◆ Task brief
Find the lines of the material below that include the string "head", then copy each one.

* * *

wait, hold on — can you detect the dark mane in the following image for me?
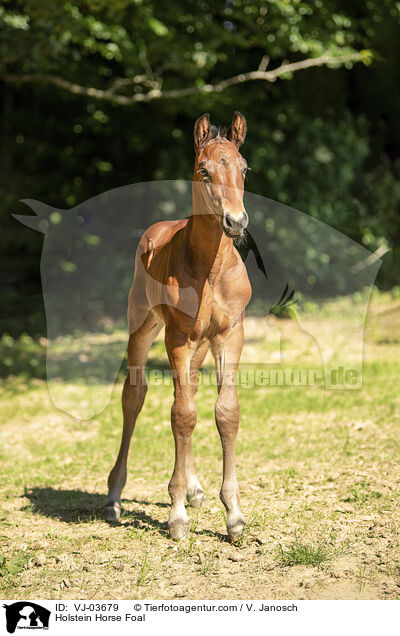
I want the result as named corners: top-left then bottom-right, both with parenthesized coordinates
top-left (210, 124), bottom-right (227, 140)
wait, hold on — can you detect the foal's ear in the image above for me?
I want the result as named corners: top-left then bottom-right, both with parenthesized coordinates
top-left (194, 113), bottom-right (211, 151)
top-left (228, 111), bottom-right (247, 147)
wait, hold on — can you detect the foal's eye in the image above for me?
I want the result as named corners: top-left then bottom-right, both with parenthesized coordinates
top-left (198, 168), bottom-right (209, 179)
top-left (243, 166), bottom-right (251, 178)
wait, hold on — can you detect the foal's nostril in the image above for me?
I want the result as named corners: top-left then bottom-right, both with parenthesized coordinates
top-left (223, 211), bottom-right (248, 236)
top-left (241, 211), bottom-right (249, 228)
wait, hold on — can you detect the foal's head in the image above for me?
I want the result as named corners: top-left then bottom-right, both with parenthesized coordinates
top-left (193, 112), bottom-right (249, 238)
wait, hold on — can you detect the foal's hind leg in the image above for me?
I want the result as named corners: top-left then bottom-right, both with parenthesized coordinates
top-left (104, 313), bottom-right (161, 521)
top-left (185, 339), bottom-right (208, 508)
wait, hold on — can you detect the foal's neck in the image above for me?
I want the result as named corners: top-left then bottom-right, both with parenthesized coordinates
top-left (185, 205), bottom-right (234, 284)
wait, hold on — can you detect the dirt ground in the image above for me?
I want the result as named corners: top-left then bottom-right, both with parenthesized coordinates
top-left (0, 293), bottom-right (399, 600)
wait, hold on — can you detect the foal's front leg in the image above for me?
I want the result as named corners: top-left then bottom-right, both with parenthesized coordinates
top-left (165, 329), bottom-right (198, 540)
top-left (185, 339), bottom-right (209, 508)
top-left (211, 322), bottom-right (246, 541)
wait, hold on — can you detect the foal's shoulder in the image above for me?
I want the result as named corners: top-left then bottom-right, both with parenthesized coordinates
top-left (139, 219), bottom-right (188, 251)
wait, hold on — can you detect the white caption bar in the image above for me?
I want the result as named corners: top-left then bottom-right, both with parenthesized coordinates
top-left (2, 599), bottom-right (398, 636)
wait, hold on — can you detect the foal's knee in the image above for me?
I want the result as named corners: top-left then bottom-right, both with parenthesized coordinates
top-left (171, 399), bottom-right (197, 436)
top-left (215, 391), bottom-right (239, 436)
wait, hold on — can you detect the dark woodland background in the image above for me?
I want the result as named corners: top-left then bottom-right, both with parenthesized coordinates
top-left (1, 0), bottom-right (399, 336)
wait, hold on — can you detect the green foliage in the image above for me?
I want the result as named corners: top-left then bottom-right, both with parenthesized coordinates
top-left (0, 332), bottom-right (46, 378)
top-left (1, 1), bottom-right (400, 334)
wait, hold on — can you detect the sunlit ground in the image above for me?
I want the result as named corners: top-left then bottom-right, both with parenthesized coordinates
top-left (0, 289), bottom-right (399, 599)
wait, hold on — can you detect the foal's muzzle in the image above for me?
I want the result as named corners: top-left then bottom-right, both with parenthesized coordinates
top-left (222, 211), bottom-right (249, 238)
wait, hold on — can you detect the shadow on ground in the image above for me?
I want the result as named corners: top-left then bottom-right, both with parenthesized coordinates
top-left (23, 487), bottom-right (228, 541)
top-left (23, 487), bottom-right (107, 523)
top-left (0, 337), bottom-right (171, 383)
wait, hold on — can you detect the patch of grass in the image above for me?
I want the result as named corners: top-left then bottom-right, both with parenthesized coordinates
top-left (187, 509), bottom-right (201, 554)
top-left (238, 496), bottom-right (269, 546)
top-left (344, 481), bottom-right (383, 505)
top-left (136, 550), bottom-right (153, 586)
top-left (198, 549), bottom-right (219, 576)
top-left (273, 468), bottom-right (299, 494)
top-left (0, 552), bottom-right (32, 578)
top-left (275, 539), bottom-right (334, 567)
top-left (126, 527), bottom-right (147, 541)
top-left (136, 542), bottom-right (181, 586)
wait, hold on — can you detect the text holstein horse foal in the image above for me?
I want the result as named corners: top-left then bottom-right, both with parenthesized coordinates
top-left (105, 112), bottom-right (252, 541)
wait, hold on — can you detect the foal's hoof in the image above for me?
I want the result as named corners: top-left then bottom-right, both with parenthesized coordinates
top-left (169, 521), bottom-right (190, 541)
top-left (187, 488), bottom-right (206, 509)
top-left (103, 503), bottom-right (121, 522)
top-left (228, 521), bottom-right (246, 543)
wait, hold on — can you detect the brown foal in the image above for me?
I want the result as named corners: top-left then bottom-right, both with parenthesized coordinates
top-left (105, 112), bottom-right (252, 541)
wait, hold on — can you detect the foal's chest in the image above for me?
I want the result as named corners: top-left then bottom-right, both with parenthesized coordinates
top-left (189, 284), bottom-right (236, 341)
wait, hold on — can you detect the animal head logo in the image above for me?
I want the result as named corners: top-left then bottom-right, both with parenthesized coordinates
top-left (14, 182), bottom-right (381, 419)
top-left (3, 602), bottom-right (50, 633)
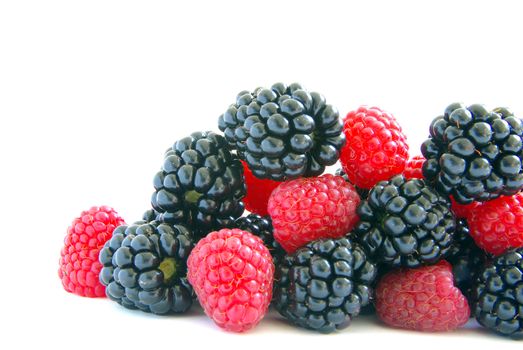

* * *

◆ Written reply
wait, hold on — can you detect the foal's head in the image above for me?
wait, hold on — can you detect the animal head logo in the image above for me?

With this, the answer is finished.